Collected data
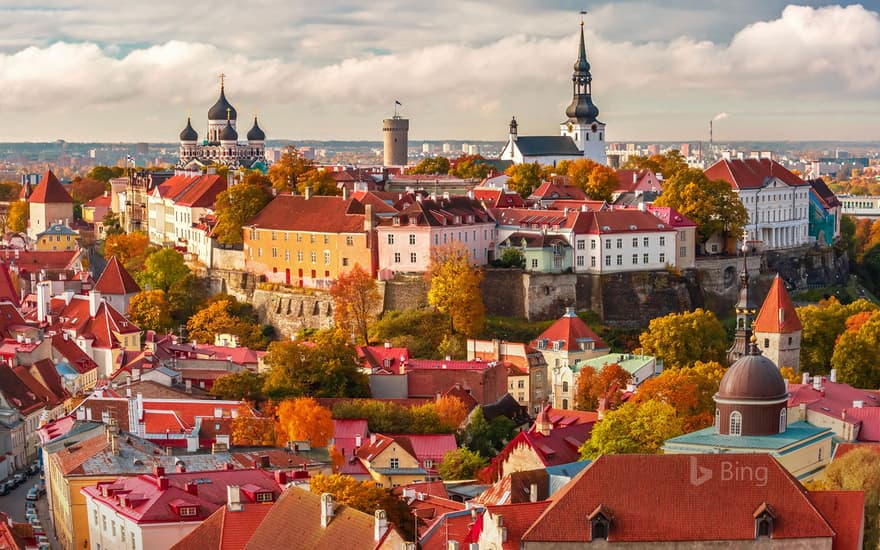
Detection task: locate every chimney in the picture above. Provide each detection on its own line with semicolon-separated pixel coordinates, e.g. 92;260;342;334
801;373;811;385
259;455;270;468
364;203;374;233
492;339;502;360
227;485;243;512
529;483;538;503
89;290;102;317
185;380;192;394
448;542;460;550
176;462;186;473
342;186;349;200
374;510;389;541
274;470;288;485
185;481;198;496
812;376;823;391
153;465;165;478
36;281;50;323
355;434;362;448
304;186;313;200
157;477;169;490
136;393;144;421
370;433;376;445
798;402;807;420
853;400;864;408
633;172;638;184
321;493;334;528
829;369;837;383
223;463;234;471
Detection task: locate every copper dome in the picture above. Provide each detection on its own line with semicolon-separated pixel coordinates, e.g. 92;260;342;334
716;351;788;402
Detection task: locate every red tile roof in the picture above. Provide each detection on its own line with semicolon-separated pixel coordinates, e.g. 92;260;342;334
788;380;880;431
530;182;588;201
832;441;880;460
0;362;45;415
51;333;99;374
473;188;526;209
0;263;19;306
155;174;226;208
29;170;73;204
543;199;606;212
420;510;478;550
2;249;80;273
95;256;141;295
704;158;808;190
484;501;551;550
356;344;409;373
170;501;274;550
644;205;697;228
754;275;802;334
809;491;865;550
531;309;608;352
574;209;676;235
522;454;840;543
845;407;880;442
614;169;661;194
245;194;369;233
85;194;112;208
332;419;368;457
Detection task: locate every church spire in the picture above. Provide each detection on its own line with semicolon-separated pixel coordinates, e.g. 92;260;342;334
728;244;758;365
565;14;599;124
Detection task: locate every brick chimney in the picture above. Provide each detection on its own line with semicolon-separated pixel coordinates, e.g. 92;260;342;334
185;481;198;496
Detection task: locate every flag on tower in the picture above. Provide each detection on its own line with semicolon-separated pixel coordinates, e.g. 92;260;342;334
395;100;402;106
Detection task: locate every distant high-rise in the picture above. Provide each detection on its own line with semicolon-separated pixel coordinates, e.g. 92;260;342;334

About this task:
The required output is every line from the one with "Detection task: locate every church" to the final line of the entries, repeated exactly and with nothing else.

Problem solution:
Detection task: locate every church spire in the picture above. Provide each detection on its own line with semicolon-separated pixel coordinates, e.g. 92;260;342;334
728;244;758;365
565;14;599;124
Detection task: locate every brick chimney in the picture above. Provide each detection on its own line with semicolon-separated pixel coordinates, e.g. 92;260;342;334
185;481;198;496
Detection task: locate every flag on tower in the picture above. Provide each detection on its own line with semicolon-separated pixel coordinates, e.g. 92;260;342;334
395;100;402;106
Detection task: locate every distant high-rise in the picture above. Provide each detection on its own line with semicolon-separated pixel coordinates, e.g. 92;260;342;334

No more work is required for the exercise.